* _SELECTED PASSAGE_:
-*-

Theoretical Analysis

The paper provides a mathematical characterization of checklist verification’s bias–variance tradeoff. Assume strict success target $S^*$ and partial credit $\bar{S}^*$; let $p, q$ denote sensitivity and specificity of holistic verifiers, and $p', q'$ for item-level verifiers. Checklist decomposition reduces reward variance (conditionally independent item-level errors) but admits partial credit bias for non-strict responses.

Key results:

• Variance Reduction: Under conditional independence, variance drops as $O(1/K)$.
• Bias Control: Checklist rewards outperform holistic only when item-level sensitivity is higher and partial-credit bias is sufficiently small.

Checklist quality and verifier specificity are critical; increasing item count cannot compensate for poor decomposition or permissive judgments. These analytical predictions are empirically validated.

-*-

* _Collected data_:
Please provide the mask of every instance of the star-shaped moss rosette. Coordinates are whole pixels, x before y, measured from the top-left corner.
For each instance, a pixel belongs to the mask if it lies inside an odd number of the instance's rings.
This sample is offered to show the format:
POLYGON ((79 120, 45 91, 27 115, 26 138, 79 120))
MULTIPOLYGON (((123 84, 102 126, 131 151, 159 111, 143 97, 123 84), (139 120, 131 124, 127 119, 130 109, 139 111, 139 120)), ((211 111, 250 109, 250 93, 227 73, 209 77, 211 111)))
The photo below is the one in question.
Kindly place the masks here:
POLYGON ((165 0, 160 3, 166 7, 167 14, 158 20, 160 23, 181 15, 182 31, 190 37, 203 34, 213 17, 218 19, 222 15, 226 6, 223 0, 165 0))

-*-

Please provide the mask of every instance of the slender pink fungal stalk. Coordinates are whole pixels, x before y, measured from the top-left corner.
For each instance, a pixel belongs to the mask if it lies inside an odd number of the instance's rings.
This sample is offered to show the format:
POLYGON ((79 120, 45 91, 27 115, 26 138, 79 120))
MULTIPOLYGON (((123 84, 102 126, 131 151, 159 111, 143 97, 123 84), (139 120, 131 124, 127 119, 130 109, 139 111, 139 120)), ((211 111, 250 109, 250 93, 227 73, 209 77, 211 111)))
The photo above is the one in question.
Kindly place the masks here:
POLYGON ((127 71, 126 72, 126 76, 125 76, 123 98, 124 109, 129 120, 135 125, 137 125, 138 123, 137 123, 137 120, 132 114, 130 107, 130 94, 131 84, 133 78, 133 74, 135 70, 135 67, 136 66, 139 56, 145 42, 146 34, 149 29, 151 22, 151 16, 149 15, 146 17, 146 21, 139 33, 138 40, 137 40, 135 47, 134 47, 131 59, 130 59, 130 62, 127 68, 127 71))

-*-

* _PROBLEM SET_:
1 – In the analysis of checklist verification, at what rate does variance drop under conditional independence?
2 – Go on with the analysis of checklist verification, starting after its last sentence.
The collected data has no role in any of the tasks.

* _SET OF ANSWERS_:
1 – Under conditional independence, variance drops as $O(1/K)$.

2 –
Figure 3: Verifier and checklist quality effect—stronger verifiers and high-fidelity checklists drive higher task compliance, with metadata constraints (ground-truth) representing upper bound.

Empirical Evaluation

Training on the Llama-Nemotron dataset using DeepSeek-R1 generated checklists, the paper demonstrates substantial gains on IFEval (instruction-following evaluation), with Soft-RLVR increasing adherence by over 10 points compared to baseline. Out-of-distribution transfer is observed for MATH500 and AIME benchmarks, indicating that RL with item-level rewards does not degrade mathematical reasoning capabilities.

Checklist and verifier quality are ablated: gold metadata checklists and rule-based verifiers represent oracle upper bounds, while initial policy and DeepSeek-R1 checklists, paired with weaker or stronger external verifiers, show that both components are pivotal. Self-verification, while removing the need for external reward models, requires explicit regularization to avoid collapse.

Checklist-based training consistently outperforms holistic (non-checklist) verification when the verifier is noisier, aligning with theoretical bias–variance arguments. As verifier scale increases, the gap narrows, with checklist-based methods retaining an edge on structure-rich benchmarks like math.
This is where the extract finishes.